§ **Esercizi da svolgere**:
(A) Traduci in inglese questa frase della sentenza sui maltrattamenti in famiglia: "La Corte di appello ha condannato l'imputato in relazione al capo di imputazione b), mai contestato."
(B) Per favore, fornisci il seguito della sentenza sui maltrattamenti in famiglia, riprendendo subito dopo la sua ultima frase.

§ **Brano del documento**:
━━━━━━━━━━━━━━━━━━━━

Lo stato di inferiorità psicologica della vittima non deve necessariamente tradursi in una situazione di completo abbattimento, ma può consistere in un avvilimento generale conseguente alle vessazioni patite, non escludendo sporadiche reazioni vitali ed aggressive della vittima la sussistenza di uno stato di assoggettamento a fronte di soprusi abituali.

La sentenza integrale

RITENUTO IN FATTO
1. Con la sentenza in epigrafe, la Corte di appello di Lecce confermava la condanna disposta in primo grado nei confronti di Mi.Ro. per due distinti delitti di maltrattamenti in famiglia (art. 572 cod. pen.) (capi di imputazione a) e c)) e di lesioni (artt. 582,585, comma 1, 577, comma 1, cod. pen.) nei confronti della moglie (capo b).

2. Avverso la sentenza ha presentato ricorso l'imputato, articolando, per il tramite del suo difensore, Avvocato Antonio Palumbo, quattro motivi.

2.1. Mancata correlazione tra sentenza e accusa.

La Corte di appello ha condannato l'imputato in relazione al capo di imputazione b), mai contestato.

2.2. Omessa motivazione.

La legittimità della motivazione per relationem alla sentenza di primo grado è subordinata a tre presupposti: 1) la sentenza deve richiamare una motivazione congrua; 2) la sentenza deve fornire la dimostrazione che il giudice avesse preso cognizione delle ragioni del provvedimento di riferimento; 3) l'atto di riferimento, quando non venga allegato o trascritto nel provvedimento da motivare, deve essere conosciuto dall'interessato o almeno ostensibile.

Nel caso di specie non si comprenderebbe: quale percorso argomentativo abbia seguito la Corte d'appello nell'elencazione dei motivi di appello; quale sia il vaglio critico e comparativo tra la sentenza di primo grado e l'atto d'appello; in base a quale criterio sono state respinte le tesi difensive.

2.3. Errata applicazione della fattispecie di maltrattamenti in famiglia, in relazione all'elemento oggettivo.

Nel caso di specie difetterebbe il requisito dell'abitualità, nonché la produzione nel soggetto passivo di uno stato di soggezione, che la giurisprudenza di legittimità ha talvolta escluso nel caso di offese reciproche, dalle risultanze probatorie non essendo emerso che vittima sia precipitata in uno stato di inferiorità psicologica, quale condizione generale di avvilimento e sopraffazione, in conseguenza delle vessazioni subite.

2.4. Vizio di motivazione quanto alla successiva remissione della querela da parte della persona offesa.

Dopo la condanna del coniuge, la persona offesa ha rimesso la querela, a dimostrazione della scarsa attendibilità della stessa e della conseguente illogicità della motivazione della sentenza impugnata.

3. Disposta la trattazione scritta del procedimento, ai sensi dell'art. 23, comma 8, del D.L. 28 ottobre 2020, n. 137, conv. dalla L. 18 dicembre 2020, e successive modificazioni, in mancanza di richiesta, nei termini ivi previsti, di discussione orale, il Procuratore generale ha depositato conclusioni scritte, come in epigrafe indicate.

━━━━━━━━━━━━━━━━━━━━

§ **Righe di dati**:
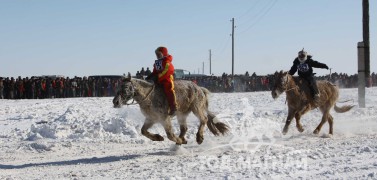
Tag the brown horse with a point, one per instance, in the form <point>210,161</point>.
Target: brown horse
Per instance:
<point>300,100</point>
<point>154,106</point>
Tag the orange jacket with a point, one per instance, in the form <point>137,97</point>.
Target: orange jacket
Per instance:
<point>163,67</point>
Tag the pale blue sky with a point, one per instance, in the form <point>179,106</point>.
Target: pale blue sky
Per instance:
<point>100,37</point>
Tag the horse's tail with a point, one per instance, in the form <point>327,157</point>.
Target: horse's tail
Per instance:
<point>342,109</point>
<point>214,125</point>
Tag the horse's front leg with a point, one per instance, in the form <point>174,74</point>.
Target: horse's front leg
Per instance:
<point>183,127</point>
<point>298,122</point>
<point>144,130</point>
<point>290,116</point>
<point>169,131</point>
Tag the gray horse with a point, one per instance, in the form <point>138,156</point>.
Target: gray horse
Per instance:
<point>154,106</point>
<point>300,100</point>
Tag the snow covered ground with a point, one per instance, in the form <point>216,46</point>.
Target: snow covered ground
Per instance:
<point>86,138</point>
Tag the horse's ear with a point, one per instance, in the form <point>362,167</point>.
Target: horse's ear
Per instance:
<point>127,78</point>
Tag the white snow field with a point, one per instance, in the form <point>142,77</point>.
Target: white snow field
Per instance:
<point>86,138</point>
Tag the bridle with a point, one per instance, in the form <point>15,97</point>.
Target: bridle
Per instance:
<point>286,86</point>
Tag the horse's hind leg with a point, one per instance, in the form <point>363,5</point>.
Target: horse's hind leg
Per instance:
<point>146,133</point>
<point>298,118</point>
<point>203,121</point>
<point>183,128</point>
<point>331,122</point>
<point>291,113</point>
<point>324,119</point>
<point>169,132</point>
<point>298,122</point>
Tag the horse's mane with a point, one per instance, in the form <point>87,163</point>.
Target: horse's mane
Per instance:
<point>141,82</point>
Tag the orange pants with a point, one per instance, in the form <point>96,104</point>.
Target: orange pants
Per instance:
<point>168,85</point>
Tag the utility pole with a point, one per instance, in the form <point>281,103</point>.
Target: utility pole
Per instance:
<point>203,68</point>
<point>210,63</point>
<point>363,50</point>
<point>232,47</point>
<point>366,40</point>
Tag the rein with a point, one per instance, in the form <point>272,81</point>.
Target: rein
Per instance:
<point>286,89</point>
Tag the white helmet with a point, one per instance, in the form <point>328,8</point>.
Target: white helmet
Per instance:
<point>302,55</point>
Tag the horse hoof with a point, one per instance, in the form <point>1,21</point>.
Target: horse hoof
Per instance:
<point>184,141</point>
<point>158,137</point>
<point>199,139</point>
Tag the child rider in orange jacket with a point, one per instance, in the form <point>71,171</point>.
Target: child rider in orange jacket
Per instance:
<point>164,70</point>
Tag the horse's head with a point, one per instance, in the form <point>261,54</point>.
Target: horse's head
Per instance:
<point>126,93</point>
<point>280,85</point>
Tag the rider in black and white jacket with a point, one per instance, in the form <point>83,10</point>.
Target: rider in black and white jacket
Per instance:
<point>304,65</point>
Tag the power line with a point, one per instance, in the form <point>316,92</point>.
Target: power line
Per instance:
<point>267,9</point>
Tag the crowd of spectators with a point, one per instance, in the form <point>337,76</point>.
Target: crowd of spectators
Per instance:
<point>65,87</point>
<point>57,87</point>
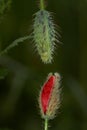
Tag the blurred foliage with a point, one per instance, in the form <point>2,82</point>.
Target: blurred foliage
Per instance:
<point>22,72</point>
<point>3,72</point>
<point>4,7</point>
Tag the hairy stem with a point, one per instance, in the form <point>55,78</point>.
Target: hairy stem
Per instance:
<point>46,124</point>
<point>42,4</point>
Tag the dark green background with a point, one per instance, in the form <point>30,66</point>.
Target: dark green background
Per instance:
<point>22,73</point>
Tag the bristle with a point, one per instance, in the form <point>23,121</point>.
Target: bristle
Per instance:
<point>44,35</point>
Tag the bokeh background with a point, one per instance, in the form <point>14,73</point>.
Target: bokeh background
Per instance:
<point>22,73</point>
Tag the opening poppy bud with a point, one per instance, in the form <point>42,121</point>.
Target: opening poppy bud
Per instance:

━━━━━━━━━━━━━━━━━━━━

§ **Le soluzioni**:
(A) The Court of Appeal convicted the defendant in relation to count b), which was never charged.

(B)
Il ricorrente ha presentato una memoria in cui replica alla requisitoria scritta del Procuratore Generale, insistendo sul vizio della motivazione per relationem del provvedimento impugnato nonché sui riflessi che la remissione di querela avrebbe sul delitto di maltrattamenti in famiglia che, nel caso di specie, sarebbe comunque escluso alla luce della più recente giurisprudenza di questa Corte.

CONSIDERATO IN DIRITTO
1. Il ricorso è inammissibile.

2. Quanto alla ritenuta omessa contestazione del capo b), in effetti, nella sentenza di primo grado, a differenza che in quella impugnata, non risulta graficamente riportata, dopo l'epigrafe, la contestazione autonoma del delitto di lesioni commesso il (Omissis), quando l'imputato procurò alla persona offesa una rottura delle costole, guaribile in 25 giorni (corrispondente al secondo degli episodi di aggressione descritti nel primo capo sui maltrattamenti in famiglia).

Si tratta tuttavia, all'evidenza, di mero errore materiale, come si desume dal fatto che il capo di imputazione dei maltrattamenti è numerato "a)", il che lascia intendere che ad esso segua quantomeno un capo "b)", nonché - e soprattutto - dal fatto che sempre la sentenza di primo grado dedica parte della motivazione "alla contestazione relativa alle lesioni aggravate", ritenute per altro in continuazione con i maltrattamenti (rispettivamente, pp. 16 e 17 della sentenza del Tribunale): senza che il ricorrente abbia, peraltro, dedotto il vizio in appello.

Il primo motivo di ricorso è, dunque, inammissibile.

3. Manifestamente infondato è il secondo motivo.

In disparte il fatto che è inammissibile il ricorso per cassazione con cui si deduca l'illegittimità della sentenza d'appello solo perché motivata per relationem alla decisione di primo grado, senza indicare i punti dell'atto di appello non valutati dalla decisione impugnata (Sez. 3, n. 37352 del 12/03/2019, Marano, Rv. 277161), il ricorrente eccepisce formalmente un'omessa motivazione. Nella sostanza, sembra, però, piuttosto criticare lo stile argomentativo del provvedimento impugnato che, dal canto suo, certamente rispetta l'obbligo motivazionale, avendo il Giudice di secondo grado compiuto sintetici ma analitici, esaustivi e perspicui richiami ai singoli motivi di appello, cui risponde "punto per punto", sottraendosi, pertanto, a qualsiasi censura in sede di legittimità.

4. Anche il terzo motivo è inammissibile.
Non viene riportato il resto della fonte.